Exercise instructions:
Repeat the listing below in full, exactly as it stands.

Entries provided:

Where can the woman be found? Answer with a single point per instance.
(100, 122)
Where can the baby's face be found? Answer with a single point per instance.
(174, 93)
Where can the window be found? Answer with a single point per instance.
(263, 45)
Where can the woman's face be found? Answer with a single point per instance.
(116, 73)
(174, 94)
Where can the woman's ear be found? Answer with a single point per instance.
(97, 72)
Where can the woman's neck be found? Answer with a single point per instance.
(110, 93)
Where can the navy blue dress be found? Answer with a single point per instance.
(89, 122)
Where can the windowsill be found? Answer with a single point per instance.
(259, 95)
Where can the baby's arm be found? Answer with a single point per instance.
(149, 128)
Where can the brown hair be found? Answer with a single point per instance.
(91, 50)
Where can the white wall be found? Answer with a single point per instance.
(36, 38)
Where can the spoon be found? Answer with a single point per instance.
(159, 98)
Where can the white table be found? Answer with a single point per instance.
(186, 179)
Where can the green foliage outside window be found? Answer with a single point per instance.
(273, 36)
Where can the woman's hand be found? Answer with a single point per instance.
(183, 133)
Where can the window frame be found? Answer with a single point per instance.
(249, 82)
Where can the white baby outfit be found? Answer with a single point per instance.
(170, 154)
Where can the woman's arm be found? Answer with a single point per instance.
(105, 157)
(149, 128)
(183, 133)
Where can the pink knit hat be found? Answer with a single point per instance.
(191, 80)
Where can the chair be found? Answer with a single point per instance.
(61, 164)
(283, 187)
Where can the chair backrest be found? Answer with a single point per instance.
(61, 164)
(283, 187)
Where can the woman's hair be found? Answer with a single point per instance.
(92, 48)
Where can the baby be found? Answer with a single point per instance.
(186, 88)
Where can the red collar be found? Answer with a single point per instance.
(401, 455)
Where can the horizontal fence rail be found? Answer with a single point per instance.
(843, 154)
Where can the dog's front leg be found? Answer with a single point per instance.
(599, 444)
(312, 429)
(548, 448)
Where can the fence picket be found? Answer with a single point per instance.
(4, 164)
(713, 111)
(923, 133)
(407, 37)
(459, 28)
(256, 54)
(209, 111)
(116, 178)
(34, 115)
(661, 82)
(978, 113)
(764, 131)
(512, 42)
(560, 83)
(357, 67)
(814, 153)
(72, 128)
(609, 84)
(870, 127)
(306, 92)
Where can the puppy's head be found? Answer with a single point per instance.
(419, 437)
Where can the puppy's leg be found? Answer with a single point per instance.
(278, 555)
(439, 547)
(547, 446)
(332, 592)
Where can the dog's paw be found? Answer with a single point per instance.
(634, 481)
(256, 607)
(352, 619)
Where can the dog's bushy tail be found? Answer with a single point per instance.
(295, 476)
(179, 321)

Output for this task:
Where can the woman be found? Answer with a single point per instance.
(100, 122)
Where can the baby's face be found? Answer with a single point per instance.
(174, 93)
Where can the window be found? Answer with a single point per instance.
(263, 45)
Where can the woman's face be found? Answer with a single point per instance.
(116, 73)
(174, 94)
Where can the woman's ear be found? Answer with a single point per instance.
(97, 72)
Where can the woman's neck be found? Answer with a single point per instance.
(110, 93)
Where can the navy blue dress be found? Answer with a single point per instance.
(89, 122)
Where can the windowsill be found? Answer with a single point per instance.
(259, 95)
Where can the baby's arm be found? Answer with a single point per instance.
(149, 128)
Where can the brown hair be found? Answer with a single point per instance.
(91, 50)
Where can the white wall be found? Answer with a single point per instance.
(36, 38)
Where can the spoon be found? Answer with a single point per instance.
(159, 98)
Where can the white table be found? Answer with a single point per instance.
(186, 179)
Where can the green foliage outside window be found? Answer with a single point per instance.
(273, 36)
Where can the woman's hand be found? Answer with a single point per instance.
(183, 133)
Where can the window frame be found? Answer with a single point per instance.
(249, 82)
Where can the white baby outfit be found? Answer with a single point per instance.
(170, 154)
Where can the woman's arm be found? Answer with a single point per instance.
(105, 157)
(149, 128)
(183, 133)
Where can the pink knit hat be found? Answer with a single point per instance.
(191, 80)
Where can the chair be found? Answer with a single point per instance.
(61, 164)
(283, 187)
Where can the chair backrest be found? Answer with a single point per instance.
(61, 164)
(283, 187)
Where can the woman's hair be found? Answer with a single point per instance.
(92, 48)
Where can the baby be found? Answer with a single point per instance.
(186, 88)
Where can the red collar be found? Answer with a single point per instance.
(401, 455)
Where can the horizontal fence rail be found? Answer with a single point per instance.
(843, 154)
Where can the dog's front leg be found? Answer with a single point per instance.
(599, 444)
(312, 429)
(548, 448)
Where can the fence picket be found? Answer with a single point per instance.
(4, 164)
(713, 111)
(923, 133)
(407, 37)
(459, 28)
(256, 54)
(209, 111)
(116, 178)
(34, 115)
(661, 82)
(978, 113)
(764, 131)
(512, 42)
(560, 83)
(357, 67)
(814, 153)
(72, 128)
(609, 84)
(870, 127)
(306, 92)
Where can the puppy's head be found? Answer with a single point per instance.
(419, 437)
Where can the puppy's leg be found? Answer with a single point per instance.
(278, 555)
(439, 547)
(547, 446)
(332, 592)
Where can the dog's paw be found? Answer with a single point per instance.
(634, 481)
(256, 607)
(352, 619)
Where can the dog's bushy tail be found? Answer with a single point per instance.
(295, 476)
(179, 321)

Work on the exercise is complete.